▶ [EXTRACT TO READ]

# What is the best battery to run in your truck



## rb8484

I need to replace my battery in my ford and Im not sure what to go with. What have you guys found that works best in the winter running your plows and all those strobes!!?? Also, where have you found the best price for it?
Thanks!!!


----------



## Newdude

hmm...I am not too sure. An optima maybe. But I think the photo section wont really help you lol.


----------



## rb8484

Newdude;806478 said:


> hmm...I am not too sure. An optima maybe. But I think the photo section wont really help you lol.


Haha! Opps......long day.....didnt relize i put it in the worng section!!!


----------



## deicepro

rb8484;806399 said:


> I need to replace my battery in my ford and Im not sure what to go with. What have you guys found that works best in the winter running your plows and all those strobes!!?? Also, where have you found the best price for it?
> Thanks!!!


Optima Yellow top( $195), no questions asked, yes they are twice as expensive, but they dont leak acid all over your truck fender and they will last a lot longer, there is actually a website that has free delivery, not sure what it is, just google it


----------



## mkwl

Optima Yellowtop! Been running it for over a year now- works great for plowing!


----------



## ServiceOnSite

well at least post a pic of a yelow top for the guy lmao


----------



## Jay brown

check Consumer Reports. i think they rated Die Hard at the top??


----------



## MeeksCo

I like my Duralast Gold. Half the money. Bought it from Autozone for $104, which included tax. 3-year free replacement. 
My battery died from leaving the lights on for six hours when I showed up to the job about a month ago. I took it to Autozone and they gave me a new one.


----------



## AiRhed

The absolute best battery on the market for a plow truck or diesel is offered from one company, Odyssey Batteries. http://www.odysseybatteries.com/ They are distributed from Batteries Plus or directly from the supplier. I have two, and it has COMPLETELY Solved any starting issues. I left my lights on (aftermarket 4 beam) all night (8 hours) last winter and was able to cold start in the morning at 15 degrees F.

I have two of these









And some quick specs
# 1700 cranking amps for 5 seconds
# 1540 cranking amps for 10 seconds
# 1355 cranking amps for 20 seconds
# 68 amp hours


----------



## MeeksCo

AiRhed;806638 said:


> The absolute best battery on the market for a plow truck or diesel is offered from one company, Odyssey Batteries. .....


Wow, those do sound good.


----------



## AiRhed

Yep, no more headlight dimming.


----------



## Brad3403

I agree. They are a dry-cell and work great. Wouldn't have anything else.

▶ [Stored lines from a collection]

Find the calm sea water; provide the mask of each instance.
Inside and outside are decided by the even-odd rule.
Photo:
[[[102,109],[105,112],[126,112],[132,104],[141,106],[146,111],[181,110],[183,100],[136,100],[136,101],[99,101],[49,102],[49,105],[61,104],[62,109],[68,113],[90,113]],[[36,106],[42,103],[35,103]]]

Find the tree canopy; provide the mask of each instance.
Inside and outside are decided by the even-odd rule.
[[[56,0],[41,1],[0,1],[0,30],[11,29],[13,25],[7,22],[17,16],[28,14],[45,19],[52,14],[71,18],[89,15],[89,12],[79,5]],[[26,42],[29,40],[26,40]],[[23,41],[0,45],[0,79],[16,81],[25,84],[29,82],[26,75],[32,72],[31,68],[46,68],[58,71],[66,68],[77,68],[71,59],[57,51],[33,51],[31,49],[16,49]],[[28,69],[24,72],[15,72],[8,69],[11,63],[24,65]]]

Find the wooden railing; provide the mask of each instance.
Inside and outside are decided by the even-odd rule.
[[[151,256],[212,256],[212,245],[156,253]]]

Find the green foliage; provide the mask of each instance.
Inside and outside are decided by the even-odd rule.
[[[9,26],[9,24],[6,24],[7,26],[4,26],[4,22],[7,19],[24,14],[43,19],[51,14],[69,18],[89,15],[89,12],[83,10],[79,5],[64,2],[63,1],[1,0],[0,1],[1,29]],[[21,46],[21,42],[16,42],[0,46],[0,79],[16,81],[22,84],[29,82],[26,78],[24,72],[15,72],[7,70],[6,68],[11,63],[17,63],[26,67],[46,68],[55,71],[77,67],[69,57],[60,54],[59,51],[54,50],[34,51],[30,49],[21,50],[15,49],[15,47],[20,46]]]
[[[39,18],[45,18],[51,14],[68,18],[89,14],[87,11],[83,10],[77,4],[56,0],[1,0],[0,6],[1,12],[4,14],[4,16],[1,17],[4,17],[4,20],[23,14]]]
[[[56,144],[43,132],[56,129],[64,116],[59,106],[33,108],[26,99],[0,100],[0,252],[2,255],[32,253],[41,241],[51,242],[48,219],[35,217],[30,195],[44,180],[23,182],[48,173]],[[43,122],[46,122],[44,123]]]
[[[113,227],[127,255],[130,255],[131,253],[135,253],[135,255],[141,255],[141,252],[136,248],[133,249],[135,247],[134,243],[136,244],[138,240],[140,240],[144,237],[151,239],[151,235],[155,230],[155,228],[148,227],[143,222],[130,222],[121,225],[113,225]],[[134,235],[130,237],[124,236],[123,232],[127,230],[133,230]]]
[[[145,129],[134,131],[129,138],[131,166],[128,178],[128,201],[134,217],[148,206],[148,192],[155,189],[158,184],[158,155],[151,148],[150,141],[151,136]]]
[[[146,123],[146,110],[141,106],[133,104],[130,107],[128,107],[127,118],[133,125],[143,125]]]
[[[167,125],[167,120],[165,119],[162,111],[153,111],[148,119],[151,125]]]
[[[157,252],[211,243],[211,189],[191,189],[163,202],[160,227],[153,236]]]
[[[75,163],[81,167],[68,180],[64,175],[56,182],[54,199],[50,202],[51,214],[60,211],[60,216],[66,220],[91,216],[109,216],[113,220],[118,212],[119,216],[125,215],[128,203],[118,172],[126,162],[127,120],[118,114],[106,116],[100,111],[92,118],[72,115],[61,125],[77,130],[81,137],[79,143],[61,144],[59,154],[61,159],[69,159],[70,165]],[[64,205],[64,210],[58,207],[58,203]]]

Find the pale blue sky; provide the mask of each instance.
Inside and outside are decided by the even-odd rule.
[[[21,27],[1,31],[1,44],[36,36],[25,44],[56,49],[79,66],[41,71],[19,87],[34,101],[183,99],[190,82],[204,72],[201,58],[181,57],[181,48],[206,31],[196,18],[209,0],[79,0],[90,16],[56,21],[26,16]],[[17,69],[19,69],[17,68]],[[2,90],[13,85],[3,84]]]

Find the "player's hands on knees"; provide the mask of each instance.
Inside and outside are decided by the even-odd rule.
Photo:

▶ [PROBLEM TO SOLVE]
Write what comes next in the forum thread about truck batteries, picking up after its last reply. The lines above come from a different source than the forum thread about truck batteries.

▶ [RESULT]
AiRhed;806638 said:


> The absolute best battery on the market for a plow truck or diesel is offered from one company, Odyssey Batteries. http://www.odysseybatteries.com/ They are distributed from Batteries Plus or directly from the supplier. I have two, and it has COMPLETELY Solved any starting issues. I left my lights on (aftermarket 4 beam) all night (8 hours) last winter and was able to cold start in the morning at 15 degrees F.
> 
> I have two of these
> 
> 
> 
> 
> 
> 
> 
> 
> 
> And some quick specs
> # 1700 cranking amps for 5 seconds
> # 1540 cranking amps for 10 seconds
> # 1355 cranking amps for 20 seconds
> # 68 amp hours


----------



## rb8484

AiRhed;806638 said:


> The absolute best battery on the market for a plow truck or diesel is offered from one company, Odyssey Batteries. http://www.odysseybatteries.com/ They are distributed from Batteries Plus or directly from the supplier. I have two, and it has COMPLETELY Solved any starting issues. I left my lights on (aftermarket 4 beam) all night (8 hours) last winter and was able to cold start in the morning at 15 degrees F.
> 
> I have two of these
> 
> 
> 
> 
> 
> 
> 
> 
> 
> And some quick specs
> # 1700 cranking amps for 5 seconds
> # 1540 cranking amps for 10 seconds
> # 1355 cranking amps for 20 seconds
> # 68 amp hours


Wow....that does sound good! What do those set one back???


----------



## Bigfoot Brent

AiRhed;806638 said:


> The absolute best battery on the market for a plow truck or diesel is offered from one company, Odyssey Batteries. http://www.odysseybatteries.com/ They are distributed from Batteries Plus or directly from the supplier. I have two, and it has COMPLETELY Solved any starting issues. I left my lights on (aftermarket 4 beam) all night (8 hours) last winter and was able to cold start in the morning at 15 degrees F.
> 
> I have two of these
> 
> 
> 
> 
> 
> 
> 
> 
> 
> And some quick specs
> # 1700 cranking amps for 5 seconds
> # 1540 cranking amps for 10 seconds
> # 1355 cranking amps for 20 seconds
> # 68 amp hours


I second that, have one in my truck. The best truck battery ever, and I have tried all of them.


----------



## rb8484

Price?????


----------



## AiRhed

Price of these batteries is anywhere from 150 to 500 PER battery. Life cycle is 10-15 years PER battery though. Something worth noting.


----------



## Brad3403

rb8484;807047 said:


> Price?????


I paid $220.00 canadian per battery


----------



## samjr

*where u get it from*



Brad3403;807177 said:


> I paid $220.00 canadian per battery


hi man i am in canada too where did u pick it up from ?tymusic


----------



## dellwas

Add me to the list of Canucks that want to know!


----------



## AiRhed

Go Here, and look up dealers. http://www.odysseybattery.com/

Looks like the most common dealer in Canada is Battery Direct.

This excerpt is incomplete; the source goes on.